# Work required
Continue the passage below on the House rule and Social Security's Disability Insurance trust fund, starting right after its last sentence.

# Source text
Content starts

BEYOND THE NUMBERS
I’ve explained that a new House rule will make it harder to reapportion payroll taxes between Social Security’s retirement and Disability Insurance (DI) trust funds to avert a one-fifth cut in benefits to severely impaired DI recipients in late 2016. In a revealing statement, co-sponsor Representative Tom Reed (R-NY) says the change is designed to prevent Congress from “raiding Social Security to bail out a failing federal program.” He’s doubly wrong.
First, far from “failing,” DI has grown mostly in response to well-understood demographic and program factors like the aging of the baby boom, and the program’s trustees have long anticipated the need to replenish the trust fund next year, as I noted yesterday. Second, DI isn’t distinct from Social Security; it’s an essential part of Social Security.

Content ends

# Data excerpts
Content starts

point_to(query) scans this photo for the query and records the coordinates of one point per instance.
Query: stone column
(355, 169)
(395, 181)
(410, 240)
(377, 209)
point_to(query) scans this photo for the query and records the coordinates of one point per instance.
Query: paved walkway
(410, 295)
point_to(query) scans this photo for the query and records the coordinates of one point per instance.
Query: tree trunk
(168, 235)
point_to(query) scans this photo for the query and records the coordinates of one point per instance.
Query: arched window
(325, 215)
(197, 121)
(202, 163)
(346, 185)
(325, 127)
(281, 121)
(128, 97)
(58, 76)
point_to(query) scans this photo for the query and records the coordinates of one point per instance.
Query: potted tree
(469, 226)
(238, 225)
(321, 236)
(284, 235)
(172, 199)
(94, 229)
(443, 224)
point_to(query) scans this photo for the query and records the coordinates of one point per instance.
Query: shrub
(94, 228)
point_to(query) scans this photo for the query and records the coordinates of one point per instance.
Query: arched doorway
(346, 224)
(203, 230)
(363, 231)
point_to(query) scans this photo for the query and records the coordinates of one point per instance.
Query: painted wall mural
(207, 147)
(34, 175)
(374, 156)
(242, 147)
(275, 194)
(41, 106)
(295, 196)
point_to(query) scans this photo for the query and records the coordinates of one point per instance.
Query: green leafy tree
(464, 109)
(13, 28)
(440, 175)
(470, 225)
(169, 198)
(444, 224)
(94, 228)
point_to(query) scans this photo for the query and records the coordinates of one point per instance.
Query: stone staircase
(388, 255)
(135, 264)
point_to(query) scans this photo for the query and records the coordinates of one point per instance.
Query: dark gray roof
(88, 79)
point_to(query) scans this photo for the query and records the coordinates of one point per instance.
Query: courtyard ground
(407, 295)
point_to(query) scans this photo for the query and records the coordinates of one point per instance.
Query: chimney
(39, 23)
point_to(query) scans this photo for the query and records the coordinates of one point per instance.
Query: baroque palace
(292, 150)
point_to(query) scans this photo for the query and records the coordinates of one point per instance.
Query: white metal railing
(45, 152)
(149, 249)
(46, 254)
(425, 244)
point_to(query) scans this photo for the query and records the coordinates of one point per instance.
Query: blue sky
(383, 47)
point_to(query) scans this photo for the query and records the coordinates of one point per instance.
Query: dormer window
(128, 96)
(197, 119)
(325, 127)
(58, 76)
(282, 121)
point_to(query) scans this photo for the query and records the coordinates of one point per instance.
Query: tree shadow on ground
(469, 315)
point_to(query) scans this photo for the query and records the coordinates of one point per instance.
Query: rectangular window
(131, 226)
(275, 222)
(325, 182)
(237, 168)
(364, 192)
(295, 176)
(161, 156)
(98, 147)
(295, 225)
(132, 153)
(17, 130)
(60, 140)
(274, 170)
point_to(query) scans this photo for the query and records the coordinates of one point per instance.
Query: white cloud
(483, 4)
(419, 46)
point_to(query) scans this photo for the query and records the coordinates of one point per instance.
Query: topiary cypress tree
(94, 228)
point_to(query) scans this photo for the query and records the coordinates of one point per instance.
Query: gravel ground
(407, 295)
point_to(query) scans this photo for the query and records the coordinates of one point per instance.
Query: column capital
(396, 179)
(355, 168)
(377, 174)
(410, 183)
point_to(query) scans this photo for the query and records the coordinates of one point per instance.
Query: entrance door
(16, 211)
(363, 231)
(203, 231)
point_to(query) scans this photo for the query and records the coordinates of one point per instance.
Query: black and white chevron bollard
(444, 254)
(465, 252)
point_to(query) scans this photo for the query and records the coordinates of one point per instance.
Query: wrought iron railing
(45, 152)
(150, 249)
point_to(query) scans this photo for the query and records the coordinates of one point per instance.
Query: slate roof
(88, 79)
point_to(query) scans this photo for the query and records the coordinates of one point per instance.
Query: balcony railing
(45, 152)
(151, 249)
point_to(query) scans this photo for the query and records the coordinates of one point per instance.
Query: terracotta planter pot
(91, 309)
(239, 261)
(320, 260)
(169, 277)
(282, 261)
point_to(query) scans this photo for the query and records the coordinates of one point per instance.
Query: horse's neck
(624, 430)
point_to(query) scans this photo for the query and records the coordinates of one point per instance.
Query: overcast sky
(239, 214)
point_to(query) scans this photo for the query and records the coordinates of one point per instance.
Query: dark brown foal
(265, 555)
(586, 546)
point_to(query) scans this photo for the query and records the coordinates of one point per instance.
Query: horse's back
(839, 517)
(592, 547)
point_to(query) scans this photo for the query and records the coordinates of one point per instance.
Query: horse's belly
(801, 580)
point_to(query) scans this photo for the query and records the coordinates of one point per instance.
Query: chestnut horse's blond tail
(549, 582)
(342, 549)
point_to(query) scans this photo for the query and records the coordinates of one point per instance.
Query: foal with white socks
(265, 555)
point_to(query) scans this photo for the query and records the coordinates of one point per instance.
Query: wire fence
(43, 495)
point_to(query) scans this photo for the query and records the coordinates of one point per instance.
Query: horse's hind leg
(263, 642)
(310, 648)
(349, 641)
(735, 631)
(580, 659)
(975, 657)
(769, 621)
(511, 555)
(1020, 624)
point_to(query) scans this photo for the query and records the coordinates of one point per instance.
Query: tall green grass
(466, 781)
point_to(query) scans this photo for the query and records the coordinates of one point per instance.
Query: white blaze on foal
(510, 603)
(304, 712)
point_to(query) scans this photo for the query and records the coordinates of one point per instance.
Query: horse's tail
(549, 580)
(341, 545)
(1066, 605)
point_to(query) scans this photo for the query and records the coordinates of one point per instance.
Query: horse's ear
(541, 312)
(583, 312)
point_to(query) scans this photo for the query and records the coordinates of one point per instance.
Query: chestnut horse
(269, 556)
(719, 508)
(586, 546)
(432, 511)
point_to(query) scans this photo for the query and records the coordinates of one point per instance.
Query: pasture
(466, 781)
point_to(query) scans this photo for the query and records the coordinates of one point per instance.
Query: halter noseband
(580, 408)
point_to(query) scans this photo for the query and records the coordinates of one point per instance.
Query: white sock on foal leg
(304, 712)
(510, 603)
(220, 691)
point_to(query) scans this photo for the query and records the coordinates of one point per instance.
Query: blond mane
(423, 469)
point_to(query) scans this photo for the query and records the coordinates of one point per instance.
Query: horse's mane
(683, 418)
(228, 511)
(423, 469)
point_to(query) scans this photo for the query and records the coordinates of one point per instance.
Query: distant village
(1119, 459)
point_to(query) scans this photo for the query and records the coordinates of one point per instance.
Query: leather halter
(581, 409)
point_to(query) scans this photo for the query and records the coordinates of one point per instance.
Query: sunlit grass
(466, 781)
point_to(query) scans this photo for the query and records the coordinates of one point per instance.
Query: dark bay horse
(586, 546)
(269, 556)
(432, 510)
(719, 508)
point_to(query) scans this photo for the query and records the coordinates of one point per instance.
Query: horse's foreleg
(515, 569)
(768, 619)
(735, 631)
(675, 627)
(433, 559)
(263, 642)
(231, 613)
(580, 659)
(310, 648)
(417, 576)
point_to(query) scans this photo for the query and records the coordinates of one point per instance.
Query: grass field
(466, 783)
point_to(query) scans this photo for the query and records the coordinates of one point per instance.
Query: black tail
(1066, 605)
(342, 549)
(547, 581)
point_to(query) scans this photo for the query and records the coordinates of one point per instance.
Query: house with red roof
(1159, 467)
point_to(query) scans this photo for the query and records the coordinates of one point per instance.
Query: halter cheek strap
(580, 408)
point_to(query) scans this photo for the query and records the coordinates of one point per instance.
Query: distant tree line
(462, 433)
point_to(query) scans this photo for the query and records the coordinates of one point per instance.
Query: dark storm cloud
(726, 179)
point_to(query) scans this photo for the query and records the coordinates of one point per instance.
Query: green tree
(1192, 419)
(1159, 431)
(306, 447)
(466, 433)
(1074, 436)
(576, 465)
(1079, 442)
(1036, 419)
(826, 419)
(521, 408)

Content ends

# Answer to the problem
Though they might not even know it, more than 150 million workers have earned DI protection through their payroll tax contributions in case they suffer a severe, long-lasting medical impairment. Nearly 9 million of them, mostly in their 50s and 60s, receive disabled-worker benefits from DI. In fact, most DI recipients are close to or past Social Security’s early-retirement age of 62.
Statements like Representative Reed’s implicitly attempt to pit Social Security retirement and disability beneficiaries against each other. It’d be far better to do a straightforward reallocation of payroll taxes — a noncontroversial step that Congress has taken 11 times to shore up whichever trust fund needed it — while crafting a sensible plan to restore overall solvency to this popular and vital program.